Pictures stay out, but every line of the data is copied exactly.

Extracted entries START

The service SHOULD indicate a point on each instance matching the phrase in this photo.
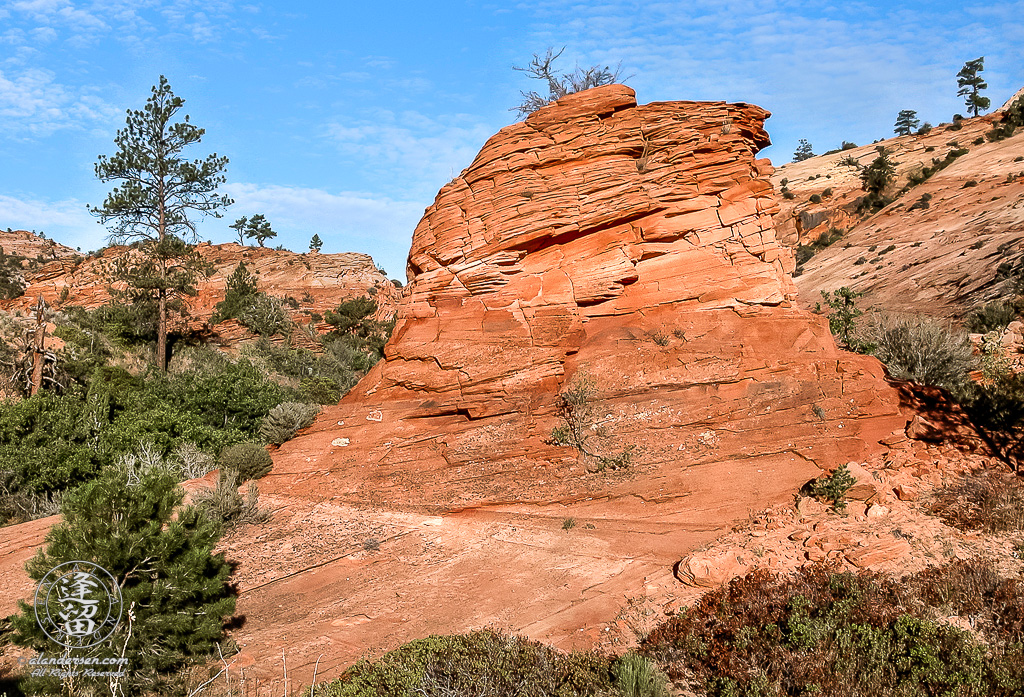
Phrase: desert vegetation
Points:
(940, 354)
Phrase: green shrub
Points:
(12, 281)
(224, 506)
(996, 409)
(577, 406)
(983, 499)
(923, 350)
(821, 633)
(463, 664)
(834, 487)
(285, 420)
(992, 316)
(249, 461)
(636, 676)
(265, 315)
(239, 294)
(257, 311)
(352, 315)
(843, 312)
(161, 556)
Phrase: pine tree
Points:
(804, 151)
(175, 591)
(259, 229)
(906, 121)
(971, 84)
(150, 209)
(877, 176)
(240, 295)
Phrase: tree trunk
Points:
(162, 333)
(38, 347)
(37, 359)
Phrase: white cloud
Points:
(825, 72)
(67, 221)
(32, 102)
(348, 221)
(427, 151)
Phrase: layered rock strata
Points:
(632, 245)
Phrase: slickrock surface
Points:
(568, 246)
(633, 245)
(937, 248)
(25, 244)
(317, 281)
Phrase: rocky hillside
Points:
(938, 247)
(600, 397)
(629, 244)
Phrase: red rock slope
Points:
(631, 243)
(317, 281)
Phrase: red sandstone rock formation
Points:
(630, 243)
(936, 249)
(317, 281)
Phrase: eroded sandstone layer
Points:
(632, 244)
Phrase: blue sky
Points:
(343, 119)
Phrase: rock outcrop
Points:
(314, 282)
(630, 244)
(938, 248)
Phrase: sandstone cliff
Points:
(317, 282)
(937, 248)
(630, 243)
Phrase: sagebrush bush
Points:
(265, 315)
(923, 350)
(249, 461)
(636, 676)
(833, 488)
(285, 421)
(984, 499)
(225, 506)
(821, 633)
(483, 662)
(992, 316)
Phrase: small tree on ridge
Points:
(151, 207)
(906, 121)
(804, 150)
(560, 84)
(971, 84)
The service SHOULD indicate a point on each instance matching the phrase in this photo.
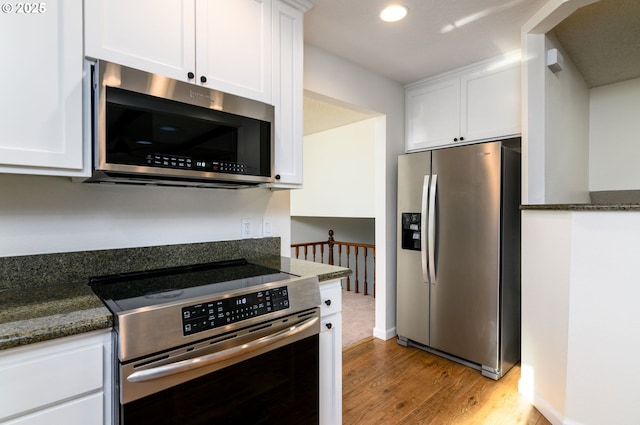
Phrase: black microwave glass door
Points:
(143, 130)
(280, 387)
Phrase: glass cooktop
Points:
(130, 291)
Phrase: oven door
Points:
(267, 376)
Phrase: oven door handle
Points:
(209, 359)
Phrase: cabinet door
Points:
(51, 373)
(433, 115)
(41, 88)
(491, 103)
(287, 94)
(154, 36)
(331, 370)
(233, 49)
(84, 411)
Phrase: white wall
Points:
(580, 319)
(52, 214)
(604, 321)
(614, 129)
(555, 117)
(338, 173)
(546, 266)
(339, 79)
(566, 133)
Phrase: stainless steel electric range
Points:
(225, 342)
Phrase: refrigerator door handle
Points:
(432, 229)
(423, 229)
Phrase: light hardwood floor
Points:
(386, 384)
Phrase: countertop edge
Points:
(580, 207)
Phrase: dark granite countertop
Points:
(37, 312)
(581, 207)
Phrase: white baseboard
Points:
(544, 407)
(385, 334)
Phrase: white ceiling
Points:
(442, 35)
(436, 36)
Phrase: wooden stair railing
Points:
(315, 251)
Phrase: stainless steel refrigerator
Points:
(458, 276)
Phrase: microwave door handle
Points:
(209, 359)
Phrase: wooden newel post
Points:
(331, 242)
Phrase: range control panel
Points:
(205, 316)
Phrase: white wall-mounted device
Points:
(555, 61)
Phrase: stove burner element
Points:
(158, 310)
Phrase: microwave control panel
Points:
(222, 312)
(186, 163)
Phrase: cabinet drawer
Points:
(331, 295)
(33, 377)
(84, 411)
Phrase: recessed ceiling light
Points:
(394, 12)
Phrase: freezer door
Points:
(464, 314)
(412, 291)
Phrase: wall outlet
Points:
(266, 228)
(247, 228)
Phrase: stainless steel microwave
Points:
(151, 129)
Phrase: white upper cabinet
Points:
(41, 88)
(222, 44)
(480, 102)
(157, 37)
(433, 114)
(233, 46)
(287, 93)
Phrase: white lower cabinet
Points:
(331, 353)
(64, 381)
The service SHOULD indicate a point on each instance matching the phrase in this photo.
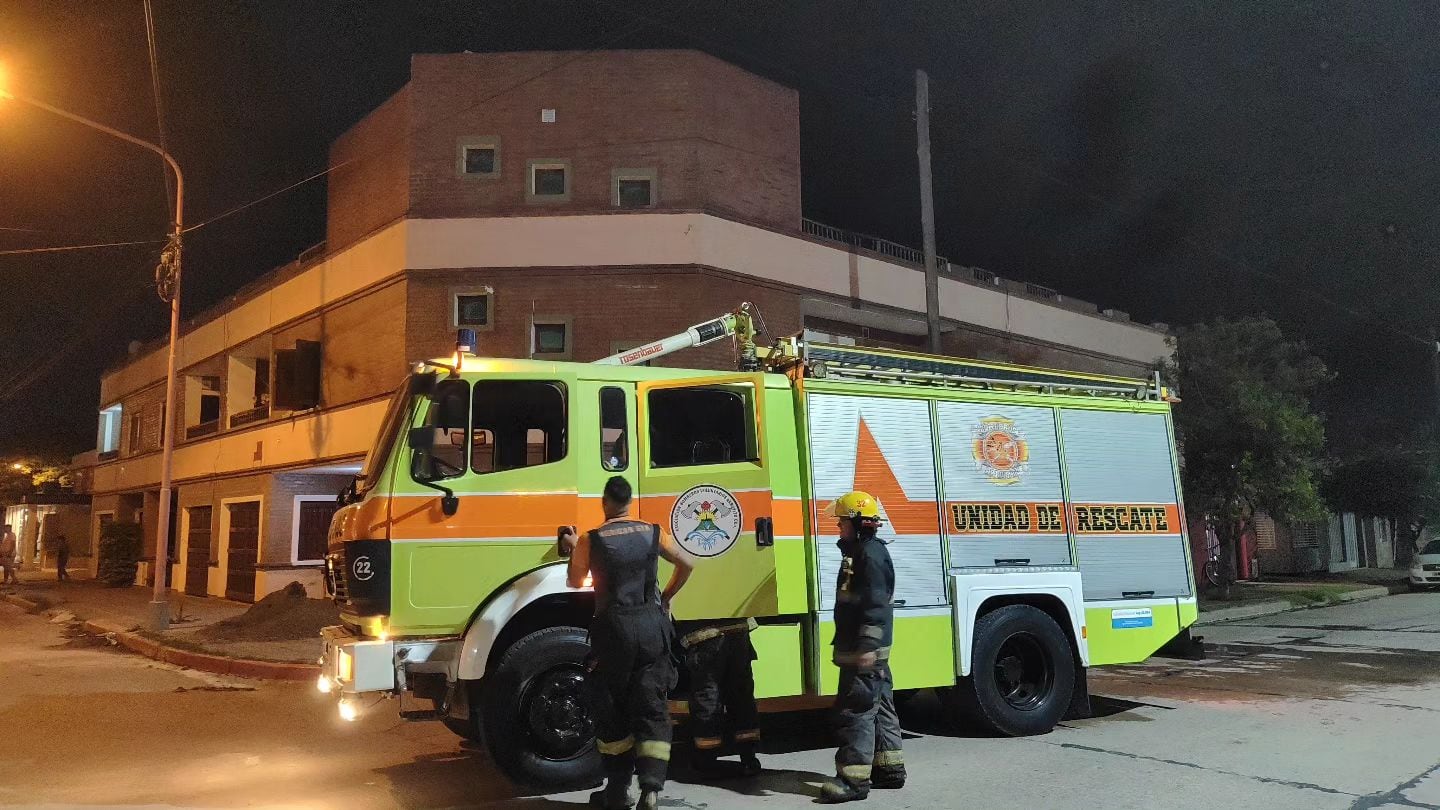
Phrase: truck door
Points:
(704, 477)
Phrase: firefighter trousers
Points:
(630, 688)
(722, 693)
(869, 727)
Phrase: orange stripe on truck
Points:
(539, 515)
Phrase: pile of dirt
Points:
(284, 616)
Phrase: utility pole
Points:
(167, 283)
(1434, 371)
(932, 273)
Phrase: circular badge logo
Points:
(706, 521)
(1001, 451)
(362, 568)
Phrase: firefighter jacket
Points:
(864, 616)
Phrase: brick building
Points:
(604, 202)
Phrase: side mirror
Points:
(422, 384)
(421, 438)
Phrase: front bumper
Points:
(353, 663)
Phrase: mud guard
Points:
(1184, 646)
(1079, 696)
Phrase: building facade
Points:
(606, 201)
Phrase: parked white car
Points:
(1424, 571)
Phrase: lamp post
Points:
(167, 283)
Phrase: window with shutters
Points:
(1305, 535)
(297, 376)
(1265, 533)
(311, 528)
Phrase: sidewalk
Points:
(123, 613)
(1283, 594)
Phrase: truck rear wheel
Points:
(1021, 672)
(537, 721)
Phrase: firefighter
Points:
(631, 634)
(722, 692)
(869, 727)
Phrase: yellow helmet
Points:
(856, 505)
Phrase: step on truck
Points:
(1033, 516)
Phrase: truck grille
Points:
(336, 580)
(357, 577)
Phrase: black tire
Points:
(537, 722)
(1021, 673)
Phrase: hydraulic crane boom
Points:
(738, 323)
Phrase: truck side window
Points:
(517, 424)
(445, 415)
(614, 443)
(700, 425)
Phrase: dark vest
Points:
(624, 558)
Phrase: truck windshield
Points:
(396, 418)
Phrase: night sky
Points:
(1174, 160)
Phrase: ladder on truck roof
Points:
(828, 361)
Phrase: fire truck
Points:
(1033, 515)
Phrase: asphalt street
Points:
(1332, 708)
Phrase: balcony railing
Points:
(203, 428)
(873, 244)
(249, 417)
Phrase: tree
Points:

Extracted entries END

◆ Answer section
The service SHOULD indicate a point on each instance matching the phrase in this photo.
Phrase: desert vegetation
Points:
(940, 354)
Phrase: green shrub
Points:
(12, 281)
(224, 506)
(996, 409)
(577, 406)
(983, 499)
(923, 350)
(821, 633)
(463, 664)
(834, 487)
(285, 420)
(992, 316)
(249, 461)
(636, 676)
(265, 315)
(239, 294)
(257, 311)
(352, 315)
(843, 312)
(161, 556)
Phrase: pine tree
Points:
(804, 151)
(175, 591)
(259, 229)
(906, 121)
(971, 84)
(150, 209)
(877, 176)
(240, 295)
Phrase: tree trunk
Points:
(162, 333)
(38, 347)
(37, 359)
Phrase: white cloud
Points:
(825, 72)
(67, 221)
(32, 102)
(348, 221)
(427, 151)
Phrase: layered rock strata
Points:
(632, 245)
Phrase: slickrock surface
Points:
(568, 246)
(633, 245)
(937, 248)
(25, 244)
(317, 281)
Phrase: rocky hillside
Points:
(938, 247)
(600, 397)
(629, 244)
Phrase: red rock slope
Points:
(631, 243)
(317, 281)
Phrase: red sandstone rock formation
Points:
(630, 243)
(936, 249)
(317, 281)
Phrase: eroded sandstone layer
Points:
(632, 244)
Phrase: blue sky
Points:
(343, 119)
Phrase: rock outcrop
Points:
(314, 282)
(630, 244)
(938, 248)
Phrase: sandstone cliff
Points:
(317, 282)
(937, 248)
(630, 243)
Phrase: sagebrush bush
Points:
(265, 315)
(923, 350)
(249, 461)
(636, 676)
(833, 488)
(285, 421)
(984, 499)
(225, 506)
(821, 633)
(483, 662)
(992, 316)
Phrase: small tree on ridge
Points:
(151, 207)
(906, 121)
(804, 150)
(560, 84)
(971, 84)
The service SHOULD indicate a point on each instance matching the phrase in this photo.
Phrase: black microwave glass door
Points:
(143, 130)
(280, 387)
Phrase: glass cooktop
Points:
(130, 291)
Phrase: oven door
Points:
(267, 376)
Phrase: oven door handle
Points:
(209, 359)
Phrase: cabinet door
Points:
(51, 373)
(433, 115)
(41, 88)
(491, 103)
(287, 94)
(154, 36)
(331, 370)
(233, 49)
(84, 411)
Phrase: white wall
Points:
(580, 319)
(52, 214)
(604, 321)
(614, 129)
(555, 117)
(338, 173)
(546, 266)
(339, 79)
(566, 133)
Phrase: stainless steel electric range
Points:
(225, 342)
Phrase: refrigerator door handle
Points:
(432, 229)
(423, 229)
Phrase: light hardwood floor
Points:
(386, 384)
Phrase: countertop edge
Points:
(580, 207)
Phrase: dark granite countertop
Points:
(37, 312)
(581, 207)
Phrase: white baseboard
Points:
(544, 407)
(385, 334)
Phrase: white ceiling
Points:
(442, 35)
(436, 36)
Phrase: wooden stair railing
Points:
(315, 251)
Phrase: stainless steel refrigerator
Points:
(458, 276)
Phrase: microwave door handle
Points:
(209, 359)
Phrase: wooden newel post
Points:
(331, 242)
Phrase: range control panel
Points:
(205, 316)
Phrase: white wall-mounted device
Points:
(555, 61)
Phrase: stove burner element
Points:
(158, 310)
Phrase: microwave control panel
Points:
(222, 312)
(186, 163)
Phrase: cabinet drawer
Points:
(331, 295)
(33, 377)
(84, 411)
Phrase: recessed ceiling light
Points:
(394, 12)
Phrase: freezer door
Points:
(464, 314)
(412, 291)
Phrase: wall outlet
Points:
(266, 228)
(247, 228)
Phrase: stainless steel microwave
Points:
(151, 129)
Phrase: white upper cabinet
Points:
(41, 88)
(222, 44)
(480, 102)
(157, 37)
(433, 114)
(233, 46)
(287, 93)
Phrase: white lower cabinet
Points:
(331, 353)
(64, 381)
The service SHOULD indicate a point on each instance matching the phrase in this photo.
Phrase: truck door
Points:
(704, 477)
Phrase: firefighter trousers
Points:
(630, 688)
(722, 693)
(869, 727)
Phrase: orange stripe on truck
Points:
(539, 515)
Phrase: pile of dirt
Points:
(284, 616)
Phrase: utility pole
Points:
(167, 283)
(1434, 371)
(932, 273)
Phrase: circular badge logo
Points:
(706, 521)
(1001, 451)
(362, 568)
Phrase: firefighter jacket
Points:
(864, 616)
Phrase: brick building
Points:
(604, 202)
Phrase: side mirror
Points:
(422, 384)
(421, 438)
Phrase: front bumper
Points:
(353, 663)
Phrase: mud guard
Points:
(1184, 646)
(1079, 696)
Phrase: building facade
Points:
(606, 201)
Phrase: parked white car
Points:
(1424, 571)
Phrase: lamp post
Points:
(167, 283)
Phrase: window with shutters
Points:
(1305, 535)
(297, 376)
(1265, 533)
(311, 528)
Phrase: sidewalk
Points:
(123, 613)
(1283, 594)
Phrase: truck rear wheel
Points:
(1021, 672)
(537, 721)
Phrase: firefighter
Points:
(631, 634)
(722, 692)
(869, 727)
Phrase: yellow helmet
Points:
(856, 505)
Phrase: step on truck
Points:
(1033, 516)
Phrase: truck grille
Points:
(336, 580)
(357, 577)
Phrase: black tire
Points:
(537, 722)
(1021, 673)
Phrase: hydraulic crane boom
Points:
(738, 323)
Phrase: truck side window
Points:
(517, 424)
(445, 415)
(614, 443)
(700, 425)
Phrase: dark vest
Points:
(624, 558)
Phrase: truck windshield
Points:
(396, 418)
Phrase: night sky
Points:
(1174, 160)
Phrase: ladder on truck roof
Points:
(828, 361)
Phrase: fire truck
Points:
(1033, 515)
Phrase: asphalt street
Points:
(1332, 708)
Phrase: balcony railing
Points:
(203, 428)
(873, 244)
(249, 417)
Phrase: tree
Points:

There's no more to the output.